■ Goal
Collect every line in the items below that contains the string "Category", and copy each one. Case counts.

■ Supplied data
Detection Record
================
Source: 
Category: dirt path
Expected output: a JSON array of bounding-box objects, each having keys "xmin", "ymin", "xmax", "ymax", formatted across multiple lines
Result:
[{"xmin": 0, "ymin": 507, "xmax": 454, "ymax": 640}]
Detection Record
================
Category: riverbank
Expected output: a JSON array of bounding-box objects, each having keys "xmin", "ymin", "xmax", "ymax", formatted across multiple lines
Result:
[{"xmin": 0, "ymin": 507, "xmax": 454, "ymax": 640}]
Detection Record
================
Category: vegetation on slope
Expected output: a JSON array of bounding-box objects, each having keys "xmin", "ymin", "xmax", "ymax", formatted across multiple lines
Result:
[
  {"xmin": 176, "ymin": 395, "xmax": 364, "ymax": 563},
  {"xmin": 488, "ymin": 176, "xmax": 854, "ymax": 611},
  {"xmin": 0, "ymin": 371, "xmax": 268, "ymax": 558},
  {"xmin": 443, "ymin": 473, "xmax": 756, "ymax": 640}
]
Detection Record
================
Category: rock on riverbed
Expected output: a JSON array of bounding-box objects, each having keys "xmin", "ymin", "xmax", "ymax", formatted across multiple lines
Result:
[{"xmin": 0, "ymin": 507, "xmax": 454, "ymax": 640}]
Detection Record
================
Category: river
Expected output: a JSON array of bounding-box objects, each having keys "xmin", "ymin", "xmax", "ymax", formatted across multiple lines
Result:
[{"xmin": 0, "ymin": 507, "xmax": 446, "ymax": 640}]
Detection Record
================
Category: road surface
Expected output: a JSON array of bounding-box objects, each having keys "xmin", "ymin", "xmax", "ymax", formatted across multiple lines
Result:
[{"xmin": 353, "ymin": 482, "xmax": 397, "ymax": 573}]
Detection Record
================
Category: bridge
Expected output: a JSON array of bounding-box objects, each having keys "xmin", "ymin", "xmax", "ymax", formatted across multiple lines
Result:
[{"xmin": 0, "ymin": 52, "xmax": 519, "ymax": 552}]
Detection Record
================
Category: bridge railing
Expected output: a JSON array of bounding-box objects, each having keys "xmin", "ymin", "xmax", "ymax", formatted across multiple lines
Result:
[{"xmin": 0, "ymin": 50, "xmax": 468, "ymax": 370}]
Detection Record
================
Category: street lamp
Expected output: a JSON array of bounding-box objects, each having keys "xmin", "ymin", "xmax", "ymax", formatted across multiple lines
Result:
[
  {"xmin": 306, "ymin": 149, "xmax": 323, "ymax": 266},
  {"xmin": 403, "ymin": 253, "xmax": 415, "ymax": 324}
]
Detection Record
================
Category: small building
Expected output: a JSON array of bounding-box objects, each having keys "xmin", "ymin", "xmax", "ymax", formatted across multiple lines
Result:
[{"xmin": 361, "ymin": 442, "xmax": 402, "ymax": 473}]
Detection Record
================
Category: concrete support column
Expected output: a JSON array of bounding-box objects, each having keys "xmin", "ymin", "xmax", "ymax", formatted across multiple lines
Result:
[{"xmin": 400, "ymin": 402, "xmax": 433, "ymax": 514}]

■ Reply to the exercise
Category: dirt path
Category: riverbank
Category: vegetation on slope
Category: rock on riverbed
Category: river
Category: road surface
Category: bridge
Category: bridge railing
Category: street lamp
Category: small building
Category: concrete support column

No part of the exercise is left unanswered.